DATA PROVIDED —
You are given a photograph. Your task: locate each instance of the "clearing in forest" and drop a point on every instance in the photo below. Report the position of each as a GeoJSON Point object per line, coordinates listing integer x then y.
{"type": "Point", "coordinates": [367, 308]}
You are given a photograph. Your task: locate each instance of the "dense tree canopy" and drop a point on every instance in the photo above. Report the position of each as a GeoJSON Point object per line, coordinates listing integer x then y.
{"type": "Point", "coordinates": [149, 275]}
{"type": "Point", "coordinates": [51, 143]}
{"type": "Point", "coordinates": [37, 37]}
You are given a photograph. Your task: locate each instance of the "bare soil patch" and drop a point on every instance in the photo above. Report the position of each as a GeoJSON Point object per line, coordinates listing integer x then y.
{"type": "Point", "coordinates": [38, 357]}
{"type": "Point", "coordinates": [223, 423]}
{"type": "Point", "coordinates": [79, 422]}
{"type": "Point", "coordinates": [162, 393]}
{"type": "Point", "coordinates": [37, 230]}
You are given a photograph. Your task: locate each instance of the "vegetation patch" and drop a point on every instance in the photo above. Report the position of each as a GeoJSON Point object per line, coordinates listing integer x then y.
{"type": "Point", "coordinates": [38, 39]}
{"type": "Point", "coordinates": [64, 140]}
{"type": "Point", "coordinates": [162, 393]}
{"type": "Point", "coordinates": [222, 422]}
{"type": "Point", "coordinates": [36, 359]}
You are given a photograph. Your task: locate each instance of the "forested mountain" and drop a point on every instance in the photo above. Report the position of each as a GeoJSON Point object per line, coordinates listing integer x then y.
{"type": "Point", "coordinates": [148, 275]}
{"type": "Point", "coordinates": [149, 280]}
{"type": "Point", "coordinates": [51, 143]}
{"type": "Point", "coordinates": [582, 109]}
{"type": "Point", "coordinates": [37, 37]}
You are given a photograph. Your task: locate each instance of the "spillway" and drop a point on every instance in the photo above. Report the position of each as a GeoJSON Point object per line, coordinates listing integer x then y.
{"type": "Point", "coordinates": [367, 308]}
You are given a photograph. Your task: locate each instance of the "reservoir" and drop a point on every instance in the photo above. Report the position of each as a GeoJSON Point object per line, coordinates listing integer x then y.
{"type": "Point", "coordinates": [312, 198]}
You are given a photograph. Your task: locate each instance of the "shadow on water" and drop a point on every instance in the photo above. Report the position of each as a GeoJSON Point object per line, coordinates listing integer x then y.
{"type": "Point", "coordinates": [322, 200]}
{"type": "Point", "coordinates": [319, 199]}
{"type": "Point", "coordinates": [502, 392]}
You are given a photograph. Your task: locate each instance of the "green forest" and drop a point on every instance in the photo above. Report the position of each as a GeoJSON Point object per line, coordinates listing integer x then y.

WHAT THIS TASK INVOLVES — Extract each entry in full, exactly as given.

RESPONSE —
You are given a photograph. Your task: locate each instance of the "clearing in forest" and drop a point on every instance in the photo below. Report the position of each as a GeoJSON Point object per line, coordinates listing integer x then y.
{"type": "Point", "coordinates": [367, 308]}
You are given a photograph. Your task: locate each instance of the "dense tree canopy" and drop a point on every instance in the photo above. Report the position of each as a GeoJSON Point object per line, coordinates listing integer x then y.
{"type": "Point", "coordinates": [149, 275]}
{"type": "Point", "coordinates": [51, 143]}
{"type": "Point", "coordinates": [37, 37]}
You are given a photograph. Your task: locate each instance of the "bare soil patch" and drop a point on every instance in the photo above. Report the position of each as a GeoJSON Point object per line, coordinates listing integer x then y.
{"type": "Point", "coordinates": [38, 357]}
{"type": "Point", "coordinates": [223, 423]}
{"type": "Point", "coordinates": [79, 422]}
{"type": "Point", "coordinates": [162, 393]}
{"type": "Point", "coordinates": [37, 230]}
You are given a photograph. Your task: locate each instance of the "vegetation patch" and drop a point on every instance in the photo above. Report the position of each as a GeoJSON Point object per line, coordinates listing integer x then y.
{"type": "Point", "coordinates": [38, 39]}
{"type": "Point", "coordinates": [64, 140]}
{"type": "Point", "coordinates": [162, 393]}
{"type": "Point", "coordinates": [222, 422]}
{"type": "Point", "coordinates": [36, 359]}
You are given a photograph. Your task: locate each instance of the "forested mountain" and drop a point on every instance in the photo above. Report the position of each as a GeoJSON Point object per line, coordinates listing integer x then y.
{"type": "Point", "coordinates": [148, 275]}
{"type": "Point", "coordinates": [149, 280]}
{"type": "Point", "coordinates": [51, 143]}
{"type": "Point", "coordinates": [582, 109]}
{"type": "Point", "coordinates": [37, 37]}
You are given a photograph. Your task: locate each instance of the "spillway" and drop a point on every instance in the photo above. Report the position of each as a GeoJSON Point object per line, coordinates listing integer x then y.
{"type": "Point", "coordinates": [367, 308]}
You are given a photograph. Your task: locate each instance of the "reservoir" and drop a point on every instance in the photo above. Report the position of each as a GeoJSON Point object per line, coordinates listing integer x then y.
{"type": "Point", "coordinates": [312, 198]}
You are given a photograph. Your task: locate each instance of the "shadow on water" and drop a point on every instance in the photo above. Report the position of each as a GeoJSON Point object per line, coordinates listing integer x then y.
{"type": "Point", "coordinates": [322, 200]}
{"type": "Point", "coordinates": [319, 199]}
{"type": "Point", "coordinates": [502, 392]}
You are given a photograph. Your task: locate each instance of the "green forest" and drop a point on every instance in the photo above. Report the position of each as a GeoJSON Point object per line, coordinates listing integer x then y.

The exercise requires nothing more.